- What the task requires: Which lines of the records below contain the string "countertop"? Report each of them.
★ ★ ★ ★ ★
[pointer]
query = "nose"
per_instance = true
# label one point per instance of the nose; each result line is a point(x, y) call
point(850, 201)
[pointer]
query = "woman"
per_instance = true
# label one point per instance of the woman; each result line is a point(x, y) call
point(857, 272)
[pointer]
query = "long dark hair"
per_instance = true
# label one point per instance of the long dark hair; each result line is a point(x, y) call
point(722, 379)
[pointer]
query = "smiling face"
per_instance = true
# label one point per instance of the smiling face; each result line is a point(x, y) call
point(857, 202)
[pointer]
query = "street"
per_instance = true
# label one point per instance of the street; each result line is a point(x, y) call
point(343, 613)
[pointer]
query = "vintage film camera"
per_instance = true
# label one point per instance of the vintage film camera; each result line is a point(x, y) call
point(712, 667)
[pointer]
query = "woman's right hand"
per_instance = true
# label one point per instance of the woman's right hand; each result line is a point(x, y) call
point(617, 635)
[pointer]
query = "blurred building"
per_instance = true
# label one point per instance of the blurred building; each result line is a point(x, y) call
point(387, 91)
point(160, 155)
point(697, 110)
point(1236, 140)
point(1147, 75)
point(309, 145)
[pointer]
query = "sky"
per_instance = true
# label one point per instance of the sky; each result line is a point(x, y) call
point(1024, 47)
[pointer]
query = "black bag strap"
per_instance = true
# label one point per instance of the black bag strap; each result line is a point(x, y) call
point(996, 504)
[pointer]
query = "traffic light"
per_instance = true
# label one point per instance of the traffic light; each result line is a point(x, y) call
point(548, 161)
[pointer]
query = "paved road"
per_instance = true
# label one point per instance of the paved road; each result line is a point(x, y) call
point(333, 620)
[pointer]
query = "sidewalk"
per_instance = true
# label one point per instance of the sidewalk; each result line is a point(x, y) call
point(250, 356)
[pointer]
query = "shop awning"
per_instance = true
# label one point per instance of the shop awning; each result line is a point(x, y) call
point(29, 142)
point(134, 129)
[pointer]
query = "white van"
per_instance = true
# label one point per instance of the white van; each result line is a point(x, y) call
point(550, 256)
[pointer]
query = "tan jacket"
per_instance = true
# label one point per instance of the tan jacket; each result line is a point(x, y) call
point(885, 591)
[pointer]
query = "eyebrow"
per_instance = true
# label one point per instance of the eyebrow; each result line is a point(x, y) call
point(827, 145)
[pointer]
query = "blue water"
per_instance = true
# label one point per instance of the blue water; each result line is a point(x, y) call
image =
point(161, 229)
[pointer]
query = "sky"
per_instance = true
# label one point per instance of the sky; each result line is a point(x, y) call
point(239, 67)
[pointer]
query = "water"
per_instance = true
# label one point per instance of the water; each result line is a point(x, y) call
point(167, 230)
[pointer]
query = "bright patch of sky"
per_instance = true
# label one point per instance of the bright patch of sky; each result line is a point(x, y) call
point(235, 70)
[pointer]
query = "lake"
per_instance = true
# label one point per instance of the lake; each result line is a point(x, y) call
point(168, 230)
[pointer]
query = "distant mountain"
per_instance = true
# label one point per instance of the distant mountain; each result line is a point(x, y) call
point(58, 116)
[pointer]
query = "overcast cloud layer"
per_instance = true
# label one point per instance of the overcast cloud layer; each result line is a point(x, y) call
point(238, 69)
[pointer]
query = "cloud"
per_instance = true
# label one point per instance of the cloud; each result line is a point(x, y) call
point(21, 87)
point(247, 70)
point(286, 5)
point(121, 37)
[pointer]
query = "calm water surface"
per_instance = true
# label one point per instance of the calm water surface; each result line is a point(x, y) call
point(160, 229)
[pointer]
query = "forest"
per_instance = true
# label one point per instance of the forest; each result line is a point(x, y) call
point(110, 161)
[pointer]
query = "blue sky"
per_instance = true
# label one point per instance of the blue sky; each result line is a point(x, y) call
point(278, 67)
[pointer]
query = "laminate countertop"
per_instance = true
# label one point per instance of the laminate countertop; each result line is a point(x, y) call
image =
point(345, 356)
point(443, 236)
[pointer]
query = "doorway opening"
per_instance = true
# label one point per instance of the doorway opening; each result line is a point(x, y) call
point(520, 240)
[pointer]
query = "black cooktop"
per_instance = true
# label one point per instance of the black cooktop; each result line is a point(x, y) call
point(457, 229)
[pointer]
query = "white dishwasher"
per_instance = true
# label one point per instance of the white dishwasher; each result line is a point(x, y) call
★ ★ ★ ★ ★
- Written solution:
query = "laminate countertop"
# label one point per instance of the laminate countertop; each result line is a point(x, y) call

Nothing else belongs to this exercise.